3bute.com & Caine Prize: Press Release

The 2012 winner of the of the £10,000 Caine Prize, Africa’s leading literary prize, will be announced at a celebratory dinner at the Bodleian Library, Oxford, on Monday 2 July. To promote the new crop of young writers, 3bute.com in collaboration with the Caine Prize will be adapting (so readers can mashup) all the stories shortlisted for this year’s prize before the winner is announced.
Drop dates for the Caine Prize 2012 ’3butes’:
-          Stanley Kenani (Malawi) ‘Love on Trial’ – May 27
-          Melissa Tandiwe Myambo (Zimbabwe) – June 3
-          Constance Myburgh (South Africa) ‘Hunter Emmanuel’ – June 11
-          Rotimi Babatunde (Nigeria) ‘Bombay’s Republic’ – June 20
-          Billy Kahora (Kenya) ‘Urban Zoning’ – June 30
 
3bute [pronounced: tribute] is an online anthology devoted to the contexts often missing when African stories are reported. Our mash-up platform lets artists collaborate with writers on 3-page visualizations of their stories and journalism. By being able to add context to these narrative and “mashable” surfaces, our goal is to render, with your help, the developing world in a more engaging and immersive way.

# EXTRACTED DATA:
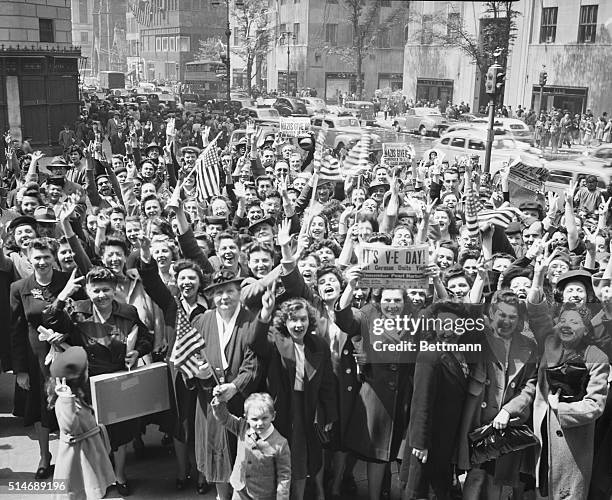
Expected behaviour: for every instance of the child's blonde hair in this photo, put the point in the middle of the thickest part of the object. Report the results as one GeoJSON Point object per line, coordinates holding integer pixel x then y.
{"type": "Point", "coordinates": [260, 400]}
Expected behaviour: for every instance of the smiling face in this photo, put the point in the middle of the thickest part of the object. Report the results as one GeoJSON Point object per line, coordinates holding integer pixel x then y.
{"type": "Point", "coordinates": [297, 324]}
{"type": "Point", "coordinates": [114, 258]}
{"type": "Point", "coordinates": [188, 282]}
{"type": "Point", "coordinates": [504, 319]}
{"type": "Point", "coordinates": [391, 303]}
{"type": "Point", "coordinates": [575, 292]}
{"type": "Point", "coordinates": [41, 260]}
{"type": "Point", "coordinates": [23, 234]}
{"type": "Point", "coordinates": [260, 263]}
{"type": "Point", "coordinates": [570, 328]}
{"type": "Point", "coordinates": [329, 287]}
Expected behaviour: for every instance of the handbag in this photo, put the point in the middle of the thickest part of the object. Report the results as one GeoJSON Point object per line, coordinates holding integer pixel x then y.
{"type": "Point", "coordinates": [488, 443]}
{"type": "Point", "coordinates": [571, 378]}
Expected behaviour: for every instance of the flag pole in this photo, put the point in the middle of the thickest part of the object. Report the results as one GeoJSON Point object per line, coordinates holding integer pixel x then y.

# TASK INSTRUCTIONS:
1. Decide whether each statement agrees with the press release, answering yes or no and quoting the deciding words: (a) The prize winner will be announced at the Bodleian Library in Oxford. (b) Billy Kahora's story drops before Rotimi Babatunde's. (c) The 3bute platform pairs artists with writers on three-page visualizations.
2. Reproduce the stretch of the records from the line containing "Expected behaviour: for every instance of the handbag" through the last line of the records, including both ends.
The press release and the records come from unrelated sources.

# OUTPUTS FOR THE TASKS:
1.
(a) Yes: "will be announced at a celebratory dinner at the Bodleian Library, Oxford, on Monday 2 July"
(b) No: "Rotimi Babatunde (Nigeria) ‘Bombay’s Republic’ – June 20" and "Billy Kahora (Kenya) ‘Urban Zoning’ – June 30"
(c) Yes: "lets artists collaborate with writers on 3-page visualizations of their stories and journalism"

2.
Expected behaviour: for every instance of the handbag in this photo, put the point in the middle of the thickest part of the object. Report the results as one GeoJSON Point object per line, coordinates holding integer pixel x then y.
{"type": "Point", "coordinates": [488, 443]}
{"type": "Point", "coordinates": [571, 378]}
Expected behaviour: for every instance of the flag pole in this photo, put the point in the middle of the thickest part of the object. Report the results as one GeoJSON Point object per line, coordinates holding integer pixel x then y.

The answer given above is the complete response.